Problem statement :: Copy the material below with every "pin" swapped for "marker" and everything else unchanged. Omit the pictures.

Data supplied ::
========

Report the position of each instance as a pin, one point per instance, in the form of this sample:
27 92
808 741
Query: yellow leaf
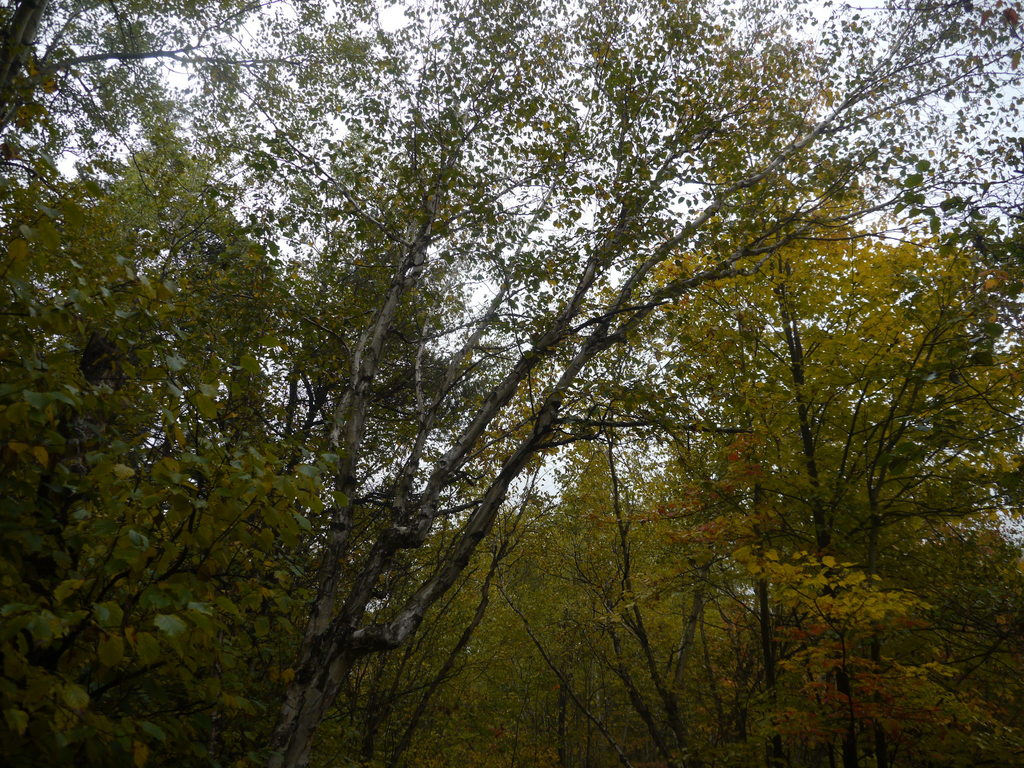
112 650
123 471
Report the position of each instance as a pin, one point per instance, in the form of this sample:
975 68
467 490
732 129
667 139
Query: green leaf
112 650
146 647
207 406
170 625
75 696
17 720
249 364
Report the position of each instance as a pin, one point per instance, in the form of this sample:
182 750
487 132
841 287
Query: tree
476 208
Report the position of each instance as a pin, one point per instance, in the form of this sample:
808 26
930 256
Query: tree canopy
525 383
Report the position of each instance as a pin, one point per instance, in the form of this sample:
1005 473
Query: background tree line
513 383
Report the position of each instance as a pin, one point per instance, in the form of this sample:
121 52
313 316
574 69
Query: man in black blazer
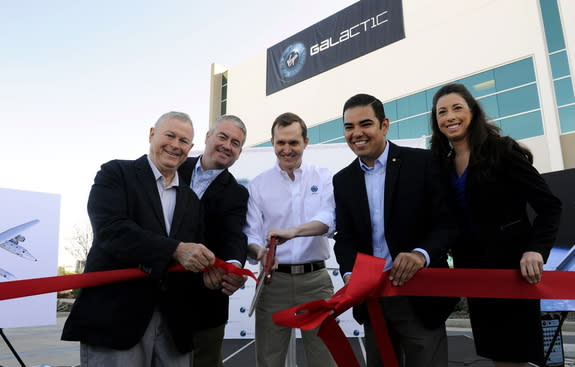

========

The answer ::
Report the position of each instance as a marker, one point per instance, in the form of this sample:
27 92
808 741
Query: yellow leaf
112 650
123 471
Report the position of each instance as a marker, one point per instance, in the form of this sample:
975 68
467 490
732 129
667 139
Query: green leaf
112 650
146 647
207 406
170 625
75 696
17 720
249 364
Report the position of each instance as a marker, one point per instance, in the form of this sample:
182 750
487 132
841 287
Query: tree
476 208
Report the position of each instance as a marker, one point per instance, in the form of this sample:
808 26
930 256
Query: tree canopy
525 383
Report the position of each instance as a marker, one point per instance, in the form of this sample:
1005 473
Query: background tree line
513 383
Report the position of each instance as a marker, one point per instance, in the form of this sample:
121 52
313 316
574 69
Query: man in black blazer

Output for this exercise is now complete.